● **WORK REQUIRED**
Recast the material below as a numbered list, one item per line, with blank lines omitted. Leave the pictures out of your answer.

● **GIVEN INFORMATION**
#####

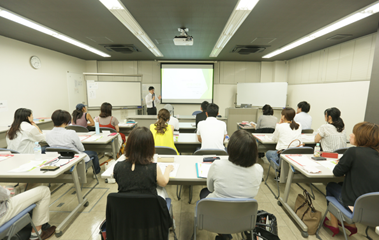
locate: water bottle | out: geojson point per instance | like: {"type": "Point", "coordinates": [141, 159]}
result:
{"type": "Point", "coordinates": [317, 150]}
{"type": "Point", "coordinates": [37, 151]}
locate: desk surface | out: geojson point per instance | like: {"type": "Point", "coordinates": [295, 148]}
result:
{"type": "Point", "coordinates": [20, 159]}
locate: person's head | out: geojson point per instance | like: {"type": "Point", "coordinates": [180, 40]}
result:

#####

● **EXPECTED ANSWER**
1. locate: water bottle | out: geojson point per instance | like: {"type": "Point", "coordinates": [141, 159]}
2. result:
3. {"type": "Point", "coordinates": [317, 150]}
4. {"type": "Point", "coordinates": [37, 151]}
5. locate: desk surface | out: geojson point per instance | like: {"type": "Point", "coordinates": [295, 148]}
6. result:
7. {"type": "Point", "coordinates": [20, 159]}
8. locate: person's head | out: geojson point per instance | like: {"type": "Point", "coordinates": [180, 40]}
9. result:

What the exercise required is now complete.